Cracking a tough nut for macadamia growers

Macadamia researchers are breeding thinner shells for bigger kernels and tougher husks for resisting pests. 

Macadamias are Australia’s second-biggest nut export, predicted to be worth $350 million by 2025.

The University of Queensland’s Professor Bruce Topp said these combined attributes would boost Australia’s $270 million industry, which earns $190 million in export income annually.

“Two thirds of every harvested kilogram is in the weight of the macadamias’ extremely tough shells. That’s a lot of wasted productivity,” Professor Topp said.

“The goal for many growers is to produce less shell and more kernel from each nut but with the shell still tough enough to resist pests.”

Macadamias are native to south-east Queensland and northern New South Wales but are grown commercially in places including Hawaii, South Africa and Brazil.

UQ, industry and the Queensland Government are jointly funding the Queensland Alliance for Agriculture and Food Innovation research.

“Tough outer husks help protect the nuts from pests, and thinner, inner shells produce larger nuts and profits,” said Professor Topp (pictured).

“Thinner shells however improve access for the macadamia nut borer, a native pest which causes a lot of damage to young fruit.

UQ's Professor Bruce Topp ... trialling sophisticated genomic technologies in the field

“This requires more on-farm management, but biological control strategies are used widely and successfully.

“Growers introduce wasps to control borer moths and owls to eat rats; rats and cockatoos quickly identify trees with thinner-shelled nuts.”

Professor Topp leads the over-arching $2.2 million, Horticulture Innovation Australia–funded National Macadamia Breeding and Evaluation Program.

“Building on decades of macadamia research, we are trialling sophisticated genomic technologies in the field, aiming to boost Australian macadamia growers’ productivity and profitability,” he said.

• [Saved entries]:

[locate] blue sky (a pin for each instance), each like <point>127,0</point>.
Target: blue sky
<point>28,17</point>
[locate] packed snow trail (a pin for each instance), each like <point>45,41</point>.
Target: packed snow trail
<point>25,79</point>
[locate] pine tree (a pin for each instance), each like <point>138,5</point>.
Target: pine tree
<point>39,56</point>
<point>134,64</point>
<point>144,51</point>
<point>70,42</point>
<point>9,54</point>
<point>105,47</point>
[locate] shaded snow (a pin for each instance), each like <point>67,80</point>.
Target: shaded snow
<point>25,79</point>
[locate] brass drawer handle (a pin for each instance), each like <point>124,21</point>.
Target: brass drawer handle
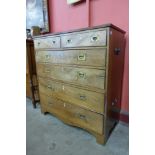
<point>47,56</point>
<point>82,57</point>
<point>53,42</point>
<point>69,41</point>
<point>50,103</point>
<point>81,116</point>
<point>47,70</point>
<point>50,87</point>
<point>81,74</point>
<point>94,38</point>
<point>83,97</point>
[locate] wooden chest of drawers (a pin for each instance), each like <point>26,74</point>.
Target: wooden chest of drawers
<point>80,77</point>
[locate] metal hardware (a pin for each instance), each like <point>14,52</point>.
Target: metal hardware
<point>69,41</point>
<point>117,51</point>
<point>83,97</point>
<point>47,70</point>
<point>50,87</point>
<point>81,74</point>
<point>101,76</point>
<point>53,41</point>
<point>94,38</point>
<point>83,117</point>
<point>82,57</point>
<point>47,56</point>
<point>50,102</point>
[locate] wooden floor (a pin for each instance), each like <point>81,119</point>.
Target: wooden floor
<point>47,135</point>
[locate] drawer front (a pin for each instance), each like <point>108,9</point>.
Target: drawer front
<point>94,78</point>
<point>83,98</point>
<point>91,38</point>
<point>48,42</point>
<point>91,57</point>
<point>73,114</point>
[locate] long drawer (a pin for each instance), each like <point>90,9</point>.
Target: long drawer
<point>83,98</point>
<point>93,38</point>
<point>73,114</point>
<point>94,78</point>
<point>95,57</point>
<point>49,42</point>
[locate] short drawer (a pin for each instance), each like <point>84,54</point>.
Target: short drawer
<point>72,114</point>
<point>89,38</point>
<point>48,42</point>
<point>94,78</point>
<point>91,57</point>
<point>83,98</point>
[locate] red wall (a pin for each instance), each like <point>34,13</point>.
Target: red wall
<point>65,17</point>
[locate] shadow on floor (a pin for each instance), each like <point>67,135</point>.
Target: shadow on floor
<point>47,135</point>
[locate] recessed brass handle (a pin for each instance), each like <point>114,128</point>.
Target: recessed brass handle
<point>94,38</point>
<point>81,74</point>
<point>50,103</point>
<point>53,41</point>
<point>81,116</point>
<point>69,41</point>
<point>83,97</point>
<point>82,57</point>
<point>47,56</point>
<point>50,87</point>
<point>47,70</point>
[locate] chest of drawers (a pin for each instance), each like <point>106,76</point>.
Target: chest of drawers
<point>80,77</point>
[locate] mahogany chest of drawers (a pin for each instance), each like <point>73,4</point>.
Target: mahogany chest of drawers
<point>80,77</point>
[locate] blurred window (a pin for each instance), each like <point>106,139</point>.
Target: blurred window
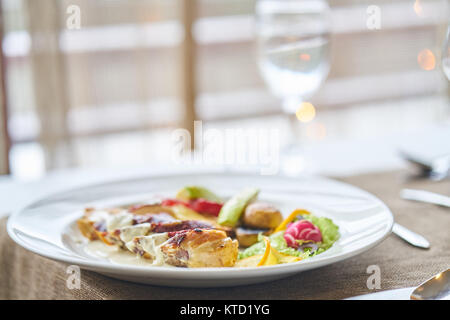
<point>110,92</point>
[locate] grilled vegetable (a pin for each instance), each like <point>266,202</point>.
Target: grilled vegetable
<point>262,215</point>
<point>233,209</point>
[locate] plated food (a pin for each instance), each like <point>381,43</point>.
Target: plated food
<point>197,229</point>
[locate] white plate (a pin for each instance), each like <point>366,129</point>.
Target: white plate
<point>47,227</point>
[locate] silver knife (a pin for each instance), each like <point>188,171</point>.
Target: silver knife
<point>425,196</point>
<point>411,237</point>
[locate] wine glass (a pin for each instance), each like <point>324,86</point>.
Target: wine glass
<point>293,47</point>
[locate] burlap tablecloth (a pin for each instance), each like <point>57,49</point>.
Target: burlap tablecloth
<point>24,275</point>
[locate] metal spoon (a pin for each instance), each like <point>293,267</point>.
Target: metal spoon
<point>436,288</point>
<point>411,237</point>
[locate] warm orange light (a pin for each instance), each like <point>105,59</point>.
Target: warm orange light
<point>305,57</point>
<point>316,131</point>
<point>426,60</point>
<point>306,112</point>
<point>418,8</point>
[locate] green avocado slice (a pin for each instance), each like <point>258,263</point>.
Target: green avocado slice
<point>232,210</point>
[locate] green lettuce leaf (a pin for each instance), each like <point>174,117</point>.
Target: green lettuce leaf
<point>330,234</point>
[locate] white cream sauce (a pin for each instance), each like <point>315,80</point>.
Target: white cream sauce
<point>114,254</point>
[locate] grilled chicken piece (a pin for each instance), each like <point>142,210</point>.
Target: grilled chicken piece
<point>195,248</point>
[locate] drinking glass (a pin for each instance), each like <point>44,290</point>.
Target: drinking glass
<point>293,47</point>
<point>293,41</point>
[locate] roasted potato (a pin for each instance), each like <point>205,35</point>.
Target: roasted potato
<point>262,215</point>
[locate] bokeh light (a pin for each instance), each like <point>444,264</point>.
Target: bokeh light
<point>306,112</point>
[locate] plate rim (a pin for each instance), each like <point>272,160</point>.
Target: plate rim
<point>186,273</point>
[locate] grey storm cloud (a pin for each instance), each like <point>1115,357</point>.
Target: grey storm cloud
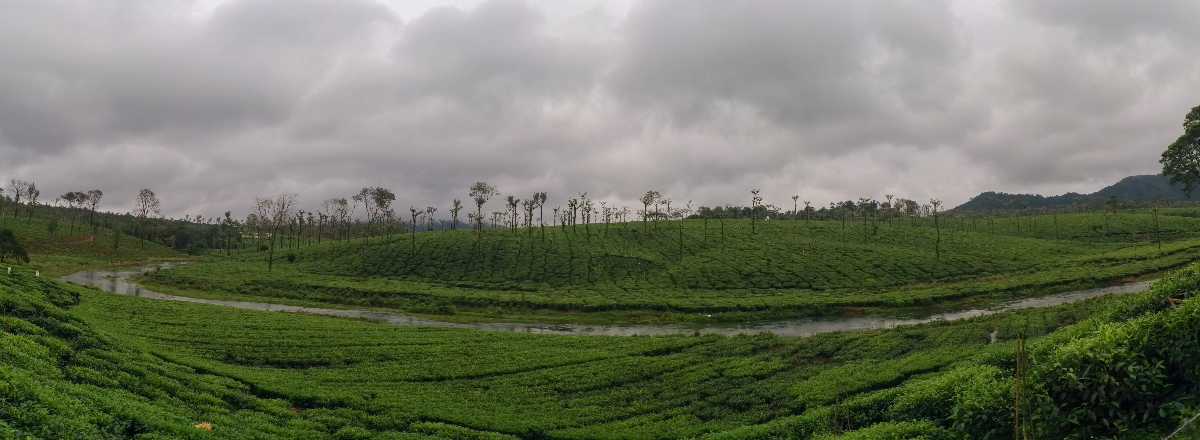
<point>213,103</point>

• [Work instructions]:
a - Return the stretch of the macadamia article from "Cracking a tough" through "Professor Topp said.", copied word for word.
b - Please extend the macadamia article beyond its final sentence.
This data was gathered from a separate source.

• [Outputs in order]:
a -
Cracking a tough nut for macadamia growers

Macadamia researchers are breeding thinner shells for bigger kernels and tougher husks for resisting pests. 

Macadamias are Australia’s second-biggest nut export, predicted to be worth $350 million by 2025.

The University of Queensland’s Professor Bruce Topp said these combined attributes would boost Australia’s $270 million industry, which earns $190 million in export income annually.

“Two thirds of every harvested kilogram is in the weight of the macadamias’ extremely tough shells. That’s a lot of wasted productivity,” Professor Topp said.

b -
Hort Innovation’s Dr Vino Rajandran said the global macadamia industry was currently using cultivars more than 60 years old and just a few generations from the wild.

“As a comparison, almonds have been cultivated for millennia,” Dr Rajandran said.

“Based on other horticultural tree crops, we estimate that the macadamia is only yielding around 30 per cent of its potential.

Macadamias on the tree

“We are identifying molecular markers for key growth and production traits in diverse, wild macadamia samples.

“We hope this research will make Australian-bred macadamia cultivars the commercial, global varieties of choice.”

Macadamias are Australia’s second-biggest nut export, predicted to be worth $350 million by 2025.

Professor Topp said the program also was breeding for genetic resistance to “husk spot”, a fungal disease causing immature nut drop and cutting $10 million from industry profits a year.

It was also breeding smaller, warmer climate-adapted, high-yielding macadamia trees.

This research is funded by Hort Innovation using the Macadamia Research and Development Levy, Australian Government contributions, with support from the Queensland Department of Agriculture and Fisheries and UQ.